Please edit all of the data below by replacing "instance" with "object" and keeping everything else the same. Leave the pictures out of your answer.

SUPPLIED RECORDS:
* BEGIN *

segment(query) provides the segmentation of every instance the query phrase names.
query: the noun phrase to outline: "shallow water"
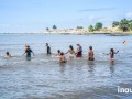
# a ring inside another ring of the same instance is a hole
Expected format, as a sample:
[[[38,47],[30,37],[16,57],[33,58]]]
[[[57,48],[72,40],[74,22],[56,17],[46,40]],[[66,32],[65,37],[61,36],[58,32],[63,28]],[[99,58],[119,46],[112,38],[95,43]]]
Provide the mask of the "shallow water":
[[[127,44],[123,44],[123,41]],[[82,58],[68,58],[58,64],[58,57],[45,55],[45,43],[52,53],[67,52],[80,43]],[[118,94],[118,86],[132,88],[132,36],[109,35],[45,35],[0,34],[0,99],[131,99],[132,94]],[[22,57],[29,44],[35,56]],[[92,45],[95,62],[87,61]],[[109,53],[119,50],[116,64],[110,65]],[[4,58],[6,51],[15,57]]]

* END *

RESULT FOR THIS EXERCISE:
segment(query) provides the segmentation of every object the query phrase names.
query: the noun phrase to outline: "shallow water"
# a ring inside another ring of the same object is a hole
Expected format, as a sample:
[[[38,47],[30,37],[16,57],[33,58]]]
[[[57,48],[72,40],[74,22],[56,17],[46,40]],[[66,32],[65,37],[61,36],[58,32],[63,28]],[[99,58],[119,46],[112,38],[95,43]]]
Provide the mask of the "shallow water":
[[[127,44],[123,44],[123,41]],[[82,58],[68,58],[58,64],[58,57],[45,55],[45,43],[52,53],[67,52],[80,43]],[[118,94],[118,86],[132,88],[132,36],[109,35],[45,35],[0,34],[0,99],[131,99],[132,94]],[[22,57],[29,44],[35,56]],[[92,45],[95,62],[87,61]],[[109,53],[119,50],[116,64],[110,65]],[[4,58],[6,51],[15,57]]]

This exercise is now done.